Position annotation records:
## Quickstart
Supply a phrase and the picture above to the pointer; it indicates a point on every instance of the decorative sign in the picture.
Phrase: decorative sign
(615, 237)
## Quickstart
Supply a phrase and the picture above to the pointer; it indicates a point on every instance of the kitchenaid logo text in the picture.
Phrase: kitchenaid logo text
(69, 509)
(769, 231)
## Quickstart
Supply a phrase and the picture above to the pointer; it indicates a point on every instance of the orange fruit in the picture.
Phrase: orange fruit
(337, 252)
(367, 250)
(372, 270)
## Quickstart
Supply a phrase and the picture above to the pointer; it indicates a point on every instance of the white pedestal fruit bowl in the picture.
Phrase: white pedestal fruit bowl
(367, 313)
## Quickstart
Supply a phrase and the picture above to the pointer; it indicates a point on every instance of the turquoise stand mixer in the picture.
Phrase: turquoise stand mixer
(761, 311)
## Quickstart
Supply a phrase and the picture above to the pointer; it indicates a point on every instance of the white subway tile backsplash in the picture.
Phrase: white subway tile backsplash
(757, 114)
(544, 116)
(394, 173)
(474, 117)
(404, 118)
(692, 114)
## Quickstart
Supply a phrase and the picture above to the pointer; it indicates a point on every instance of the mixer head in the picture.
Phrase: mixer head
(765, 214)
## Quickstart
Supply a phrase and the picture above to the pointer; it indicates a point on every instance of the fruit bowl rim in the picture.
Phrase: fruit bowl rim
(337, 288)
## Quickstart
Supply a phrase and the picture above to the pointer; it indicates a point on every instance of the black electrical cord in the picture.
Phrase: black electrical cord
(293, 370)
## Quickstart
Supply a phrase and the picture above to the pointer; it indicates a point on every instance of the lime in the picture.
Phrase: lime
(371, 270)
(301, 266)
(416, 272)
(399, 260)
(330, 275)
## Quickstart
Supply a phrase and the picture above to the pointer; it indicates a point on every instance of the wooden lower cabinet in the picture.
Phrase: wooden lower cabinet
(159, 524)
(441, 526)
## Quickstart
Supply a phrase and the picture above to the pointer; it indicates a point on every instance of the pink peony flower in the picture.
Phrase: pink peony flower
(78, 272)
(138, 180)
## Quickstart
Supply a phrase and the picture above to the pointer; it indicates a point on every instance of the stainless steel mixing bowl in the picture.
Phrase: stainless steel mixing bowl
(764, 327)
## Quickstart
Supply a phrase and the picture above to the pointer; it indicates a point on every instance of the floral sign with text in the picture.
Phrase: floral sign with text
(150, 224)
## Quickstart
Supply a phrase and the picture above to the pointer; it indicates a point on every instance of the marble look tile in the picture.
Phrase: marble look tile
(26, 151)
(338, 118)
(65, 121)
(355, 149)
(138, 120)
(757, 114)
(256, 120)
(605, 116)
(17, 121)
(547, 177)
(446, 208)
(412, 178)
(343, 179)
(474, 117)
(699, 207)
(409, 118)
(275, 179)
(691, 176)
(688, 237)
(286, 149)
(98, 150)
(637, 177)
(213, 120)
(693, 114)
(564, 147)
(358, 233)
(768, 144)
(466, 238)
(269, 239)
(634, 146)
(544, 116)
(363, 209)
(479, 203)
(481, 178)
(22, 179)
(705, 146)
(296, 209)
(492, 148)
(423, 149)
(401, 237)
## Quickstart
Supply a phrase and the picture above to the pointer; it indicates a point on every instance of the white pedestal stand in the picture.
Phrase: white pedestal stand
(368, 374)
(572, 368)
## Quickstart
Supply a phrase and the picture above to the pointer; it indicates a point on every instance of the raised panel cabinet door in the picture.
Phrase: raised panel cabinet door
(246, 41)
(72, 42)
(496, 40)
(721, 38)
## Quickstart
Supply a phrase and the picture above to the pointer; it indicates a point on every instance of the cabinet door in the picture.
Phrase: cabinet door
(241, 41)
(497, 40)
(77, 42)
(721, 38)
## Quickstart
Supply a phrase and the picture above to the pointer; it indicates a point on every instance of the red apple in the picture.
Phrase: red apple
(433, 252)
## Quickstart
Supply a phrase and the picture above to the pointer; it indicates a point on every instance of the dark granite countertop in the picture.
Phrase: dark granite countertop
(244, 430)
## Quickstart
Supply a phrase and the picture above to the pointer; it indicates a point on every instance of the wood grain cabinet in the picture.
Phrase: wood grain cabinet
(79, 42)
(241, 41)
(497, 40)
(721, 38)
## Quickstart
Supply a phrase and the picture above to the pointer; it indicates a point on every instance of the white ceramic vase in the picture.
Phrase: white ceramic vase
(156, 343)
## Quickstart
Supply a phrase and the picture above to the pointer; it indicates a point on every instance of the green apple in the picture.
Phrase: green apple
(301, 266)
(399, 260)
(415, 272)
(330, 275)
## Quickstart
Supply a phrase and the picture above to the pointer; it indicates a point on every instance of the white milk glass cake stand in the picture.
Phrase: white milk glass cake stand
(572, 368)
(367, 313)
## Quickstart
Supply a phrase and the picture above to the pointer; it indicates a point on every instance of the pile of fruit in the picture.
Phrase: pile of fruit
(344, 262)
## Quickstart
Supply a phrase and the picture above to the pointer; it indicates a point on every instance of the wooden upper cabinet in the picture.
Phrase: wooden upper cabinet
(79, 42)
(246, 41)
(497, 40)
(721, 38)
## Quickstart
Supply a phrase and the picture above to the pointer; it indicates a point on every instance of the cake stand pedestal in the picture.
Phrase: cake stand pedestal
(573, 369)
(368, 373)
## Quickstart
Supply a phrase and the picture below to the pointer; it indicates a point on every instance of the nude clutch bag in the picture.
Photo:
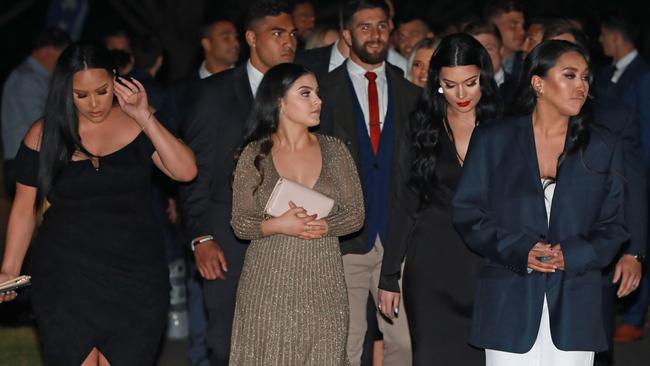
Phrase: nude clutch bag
(285, 190)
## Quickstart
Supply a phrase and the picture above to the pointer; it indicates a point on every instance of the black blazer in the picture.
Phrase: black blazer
(338, 119)
(214, 131)
(500, 213)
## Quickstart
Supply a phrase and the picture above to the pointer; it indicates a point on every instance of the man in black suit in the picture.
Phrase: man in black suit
(324, 59)
(214, 131)
(490, 38)
(623, 82)
(366, 103)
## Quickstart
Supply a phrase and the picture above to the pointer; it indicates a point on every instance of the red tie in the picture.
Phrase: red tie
(373, 107)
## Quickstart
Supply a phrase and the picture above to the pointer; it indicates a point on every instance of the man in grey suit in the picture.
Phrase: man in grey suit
(366, 103)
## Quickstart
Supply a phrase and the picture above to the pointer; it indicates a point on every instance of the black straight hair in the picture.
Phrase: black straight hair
(261, 9)
(264, 118)
(60, 137)
(538, 62)
(429, 119)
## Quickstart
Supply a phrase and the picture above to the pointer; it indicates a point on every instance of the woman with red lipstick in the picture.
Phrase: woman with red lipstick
(541, 199)
(292, 305)
(99, 272)
(439, 270)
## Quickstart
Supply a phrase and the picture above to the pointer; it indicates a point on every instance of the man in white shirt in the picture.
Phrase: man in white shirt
(508, 16)
(220, 43)
(214, 131)
(366, 103)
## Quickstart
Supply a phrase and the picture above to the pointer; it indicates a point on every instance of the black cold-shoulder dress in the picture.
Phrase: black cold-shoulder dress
(99, 272)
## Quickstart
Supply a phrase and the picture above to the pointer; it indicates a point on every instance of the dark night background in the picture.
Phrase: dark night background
(177, 22)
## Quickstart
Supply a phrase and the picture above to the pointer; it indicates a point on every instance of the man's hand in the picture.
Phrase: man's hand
(628, 272)
(211, 261)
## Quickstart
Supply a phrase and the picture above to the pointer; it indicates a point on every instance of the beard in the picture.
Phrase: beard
(368, 57)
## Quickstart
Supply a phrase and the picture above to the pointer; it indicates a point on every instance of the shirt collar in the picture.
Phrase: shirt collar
(38, 67)
(203, 71)
(625, 61)
(336, 58)
(254, 76)
(500, 77)
(356, 70)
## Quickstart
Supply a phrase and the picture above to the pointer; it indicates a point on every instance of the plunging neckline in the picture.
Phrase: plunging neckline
(101, 157)
(320, 172)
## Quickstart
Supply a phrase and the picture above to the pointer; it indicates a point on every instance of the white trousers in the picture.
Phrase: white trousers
(543, 353)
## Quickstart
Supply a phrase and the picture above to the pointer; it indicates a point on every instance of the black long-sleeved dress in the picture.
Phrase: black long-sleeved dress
(440, 270)
(99, 270)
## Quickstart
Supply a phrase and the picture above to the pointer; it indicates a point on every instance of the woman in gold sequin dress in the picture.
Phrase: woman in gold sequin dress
(292, 306)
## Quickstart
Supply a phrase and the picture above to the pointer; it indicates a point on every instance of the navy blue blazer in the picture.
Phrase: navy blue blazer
(499, 211)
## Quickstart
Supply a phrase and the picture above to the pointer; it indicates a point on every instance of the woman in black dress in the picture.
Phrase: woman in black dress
(99, 272)
(439, 270)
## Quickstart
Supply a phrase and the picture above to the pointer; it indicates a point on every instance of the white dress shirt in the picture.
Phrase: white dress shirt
(622, 64)
(254, 76)
(360, 83)
(336, 58)
(396, 59)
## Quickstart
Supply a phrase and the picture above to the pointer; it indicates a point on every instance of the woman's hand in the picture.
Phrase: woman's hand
(316, 229)
(6, 296)
(294, 222)
(388, 303)
(546, 256)
(133, 99)
(558, 258)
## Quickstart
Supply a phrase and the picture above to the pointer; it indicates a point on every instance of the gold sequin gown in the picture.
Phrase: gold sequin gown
(292, 306)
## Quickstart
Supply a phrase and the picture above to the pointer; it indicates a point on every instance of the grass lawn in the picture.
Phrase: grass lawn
(19, 347)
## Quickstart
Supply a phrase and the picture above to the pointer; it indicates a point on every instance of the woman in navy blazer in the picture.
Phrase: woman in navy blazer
(540, 198)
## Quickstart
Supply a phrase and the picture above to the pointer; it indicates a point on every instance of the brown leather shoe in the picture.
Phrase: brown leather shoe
(626, 333)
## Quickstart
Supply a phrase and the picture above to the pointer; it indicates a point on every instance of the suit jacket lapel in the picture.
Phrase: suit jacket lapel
(400, 111)
(242, 88)
(526, 139)
(344, 116)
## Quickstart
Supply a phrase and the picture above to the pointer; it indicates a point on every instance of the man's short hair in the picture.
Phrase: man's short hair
(265, 8)
(622, 24)
(483, 27)
(554, 27)
(414, 18)
(351, 7)
(146, 50)
(494, 8)
(52, 37)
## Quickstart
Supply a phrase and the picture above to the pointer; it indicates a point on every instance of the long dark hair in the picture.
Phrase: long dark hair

_STATED EXERCISE_
Count the lines in the records that contain the string "woman", treating uppercase and lowercase as different, and give only the number.

_RESPONSE TO THE EXERCISE_
10